--- What is required ---
Return everything in the earnings call remarks from "Meanwhile, every day, we" down to "meals are prepared.", copied word for word.

--- Passage given ---
______
While we don't expect the operating environment to change materially in the near future, we are confident that this long-term strategic roadmap will result in a sustainable improvement in our financial position as we continue to focus on the customer experience, streamline our business, capture operating efficiencies, and extract value from certain assets.
Meanwhile, every day, we serve more than 4.3 million guests across Latin America. McDonald's remains a preferred QSR restaurant and is a QSR brand with the highest top of mind in all of our markets. We are committed to ensuring our guests continue to receive the very highest level of service, which is a hallmark of the McDonald's system worldwide.
Our commitment to customers extends beyond the front of the restaurant. Our puertas abiertas, or open doors, program invites families to go into our kitchens and learn where their food comes from and discover how their favorite meals are prepared.
Over 0.5 million guests participated in Mexico alone in the last 12 months. And we recently launched the program throughout the Arcos Dorados system. We expect well over 1 million customers to visit our kitchens in 2015.
Our customer focus, together with our three-year plan, will drive long-term brand loyalty and reinforce our leadership in the QSR segment. Having first presented our three-year plan two months ago, we have laid the foundation for each of the components, which I will update you on momentarily.
But, first, let me provide you with an overview of our quarterly results, which continue to be impacted by a challenging consumer environment, inflationary pressures, and the depreciation of key currencies in our region.
Organic revenues grew 10.3% year over year on a 9.4% increase in system-wide comparable sales from the first three months of the year. Each of our divisions delivered adjusted EBITDA margin expansion in the quarter, driven primarily by efficiencies achieved at the restaurant level. However, our consolidated adjusted EBITDA margin was flat versus last year due in large part to some currency and timing-related expenses impacting the comparison with last year's corporate G&A.
______
--- Given information ---

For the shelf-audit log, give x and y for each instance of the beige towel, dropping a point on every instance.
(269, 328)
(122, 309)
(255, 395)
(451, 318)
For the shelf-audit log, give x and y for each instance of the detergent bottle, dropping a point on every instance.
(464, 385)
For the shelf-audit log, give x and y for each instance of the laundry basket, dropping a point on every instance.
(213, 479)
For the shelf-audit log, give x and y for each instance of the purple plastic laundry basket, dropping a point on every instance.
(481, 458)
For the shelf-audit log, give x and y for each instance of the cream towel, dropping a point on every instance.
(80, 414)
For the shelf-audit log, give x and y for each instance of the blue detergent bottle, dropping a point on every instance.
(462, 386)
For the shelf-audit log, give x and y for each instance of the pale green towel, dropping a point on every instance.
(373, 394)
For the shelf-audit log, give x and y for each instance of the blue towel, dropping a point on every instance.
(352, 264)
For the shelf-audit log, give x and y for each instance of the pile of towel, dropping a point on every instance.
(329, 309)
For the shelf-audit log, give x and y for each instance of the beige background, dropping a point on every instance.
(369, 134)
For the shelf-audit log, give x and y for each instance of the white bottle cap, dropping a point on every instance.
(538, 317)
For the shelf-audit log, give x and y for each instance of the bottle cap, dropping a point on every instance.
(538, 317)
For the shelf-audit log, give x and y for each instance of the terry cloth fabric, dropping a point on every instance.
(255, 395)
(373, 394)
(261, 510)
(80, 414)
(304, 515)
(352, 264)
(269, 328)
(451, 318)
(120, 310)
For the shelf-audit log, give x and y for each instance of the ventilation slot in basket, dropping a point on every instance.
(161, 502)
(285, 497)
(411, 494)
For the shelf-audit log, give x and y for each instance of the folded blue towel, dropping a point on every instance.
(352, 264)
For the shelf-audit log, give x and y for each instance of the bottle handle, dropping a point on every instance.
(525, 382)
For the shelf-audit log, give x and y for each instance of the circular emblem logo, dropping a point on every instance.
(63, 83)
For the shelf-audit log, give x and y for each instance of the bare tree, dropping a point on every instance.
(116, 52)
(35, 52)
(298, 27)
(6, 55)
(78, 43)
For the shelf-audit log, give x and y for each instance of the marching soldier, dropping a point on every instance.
______
--- Solved problem ---
Meanwhile, every day, we serve more than 4.3 million guests across Latin America. McDonald's remains a preferred QSR restaurant and is a QSR brand with the highest top of mind in all of our markets. We are committed to ensuring our guests continue to receive the very highest level of service, which is a hallmark of the McDonald's system worldwide.
Our commitment to customers extends beyond the front of the restaurant. Our puertas abiertas, or open doors, program invites families to go into our kitchens and learn where their food comes from and discover how their favorite meals are prepared.